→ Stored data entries
■ ■ ■ ■
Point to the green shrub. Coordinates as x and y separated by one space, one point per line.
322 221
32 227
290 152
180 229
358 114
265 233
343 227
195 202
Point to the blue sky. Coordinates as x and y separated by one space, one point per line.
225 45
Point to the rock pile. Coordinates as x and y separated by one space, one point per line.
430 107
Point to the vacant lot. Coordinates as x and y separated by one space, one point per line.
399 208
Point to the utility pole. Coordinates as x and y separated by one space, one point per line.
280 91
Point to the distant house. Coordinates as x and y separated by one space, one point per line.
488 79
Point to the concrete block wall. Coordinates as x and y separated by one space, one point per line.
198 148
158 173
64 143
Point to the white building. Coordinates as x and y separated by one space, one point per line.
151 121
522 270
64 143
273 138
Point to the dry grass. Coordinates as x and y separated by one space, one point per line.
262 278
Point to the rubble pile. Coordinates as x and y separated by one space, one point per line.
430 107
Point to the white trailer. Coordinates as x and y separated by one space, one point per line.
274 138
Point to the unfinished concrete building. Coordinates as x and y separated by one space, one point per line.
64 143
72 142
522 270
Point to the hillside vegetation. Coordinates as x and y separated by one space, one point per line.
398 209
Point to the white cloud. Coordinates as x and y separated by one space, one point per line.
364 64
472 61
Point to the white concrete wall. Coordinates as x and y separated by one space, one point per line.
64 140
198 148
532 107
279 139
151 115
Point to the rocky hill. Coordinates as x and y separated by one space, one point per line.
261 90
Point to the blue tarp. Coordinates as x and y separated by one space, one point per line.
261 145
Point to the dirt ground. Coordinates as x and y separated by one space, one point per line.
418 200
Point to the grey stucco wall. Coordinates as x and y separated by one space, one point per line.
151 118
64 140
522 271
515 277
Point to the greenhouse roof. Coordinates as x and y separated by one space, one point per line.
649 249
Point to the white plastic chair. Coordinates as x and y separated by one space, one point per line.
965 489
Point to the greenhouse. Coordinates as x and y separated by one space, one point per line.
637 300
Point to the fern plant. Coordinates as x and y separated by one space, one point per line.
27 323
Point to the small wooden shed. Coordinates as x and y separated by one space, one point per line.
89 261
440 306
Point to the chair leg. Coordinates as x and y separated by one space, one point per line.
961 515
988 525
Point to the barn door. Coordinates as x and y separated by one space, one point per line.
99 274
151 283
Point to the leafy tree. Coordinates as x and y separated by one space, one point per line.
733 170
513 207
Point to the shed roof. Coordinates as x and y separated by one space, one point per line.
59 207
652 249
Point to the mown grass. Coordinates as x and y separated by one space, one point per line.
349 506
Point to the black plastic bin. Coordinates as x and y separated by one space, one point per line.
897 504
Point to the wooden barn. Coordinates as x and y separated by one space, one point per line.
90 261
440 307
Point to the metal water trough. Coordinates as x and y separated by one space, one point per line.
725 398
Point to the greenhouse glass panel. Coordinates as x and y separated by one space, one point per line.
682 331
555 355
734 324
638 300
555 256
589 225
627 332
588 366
■ ■ ■ ■
→ TRY IT
The records above need to be written out again. Keep them exact.

→ TASK SOLUTION
Point to the green shrub. Coordinates as x and y separated by one space, one point per line.
322 221
32 227
290 152
180 229
358 114
265 233
343 227
195 202
Point to the blue sky. Coordinates as x and y separated by one space, one point per line.
225 45
Point to the rock pile. Coordinates as x and y separated by one space, one point per line.
430 107
Point to the vacant lot. Coordinates as x and y separated by one space, one point per line.
399 208
Point to the utility pole. Coordinates as x and y separated by one space, one point per line.
280 91
Point to the distant house. Coordinates as x and y separated by one space, one point per line.
488 79
Point to the concrete block wall. Coordinates as x and y separated by one space, one point per line.
198 148
158 173
64 143
Point to the white building. Coordinates as x and y separated by one space, one point per line.
151 121
522 270
64 143
273 138
Point to the dry grass. Coordinates as x and y separated by one space, one point per line.
262 278
Point to the rubble pile. Coordinates as x and y separated by one space, one point per line.
430 107
Point to the white trailer. Coordinates as x and y separated by one space, one point per line.
274 138
Point to the unfinished concrete building. Coordinates as x and y separated by one space, one point per line.
64 143
72 142
522 270
Point to the hillside vegetation. Coordinates as x and y separated by one space, one point per line.
398 209
Point to the white cloud. Coordinates as x and y separated by one space, one point per line.
364 64
472 61
Point to the white concrete wall. Coordinates as x and y separated by one space, one point per line.
64 140
198 148
532 107
279 139
151 115
Point to the rocky hill. Coordinates as x and y separated by one space, one point per line.
261 90
Point to the blue tarp. Coordinates as x and y separated by one space, one point per line.
261 145
Point to the dirt ground. Coordinates as x and y separated by one space, one point per line.
418 200
Point to the grey stucco wall. Coordinates as x and y separated by one space, one point per line.
151 118
64 140
522 271
515 277
Point to the greenhouse roof. Coordinates as x and y separated by one space, one point per line.
649 249
Point to the white plastic chair. Coordinates as x and y separated by one space, one point per line.
965 489
Point to the greenhouse. Coordinates as x and y separated by one space, one point per line.
637 300
Point to the fern plant. Coordinates as x and y separated by one space, one point per line.
27 323
Point to the small wooden shed. Coordinates as x and y separated by one space, one point per line.
89 261
440 306
Point to the chair leg. Coordinates as x and y separated by one space, one point per line.
961 515
988 525
Point to the barn door. Coordinates as x and y separated by one space, one point per line.
99 274
151 283
Point to the leafy tree. Coordinates as x and y separated by one space, one point per line.
733 170
513 207
Point to the shed roof. Coordinates as x and y separated by one space, one point per line.
59 207
652 249
Point to the mown grass. Coordinates as x and y separated by one space, one point per line.
349 506
Point to the black plastic bin. Coordinates as x and y separated by one space, one point per line.
897 504
Point to the wooden barn. Coordinates as x and y separated by one space, one point per line.
90 261
440 307
Point to the metal water trough. Coordinates as x and y separated by one space, one point per line.
725 398
Point to the greenhouse glass panel. Coordinates as x and y separated by one space, one point per line.
682 331
555 355
734 324
638 300
555 256
589 225
627 332
588 366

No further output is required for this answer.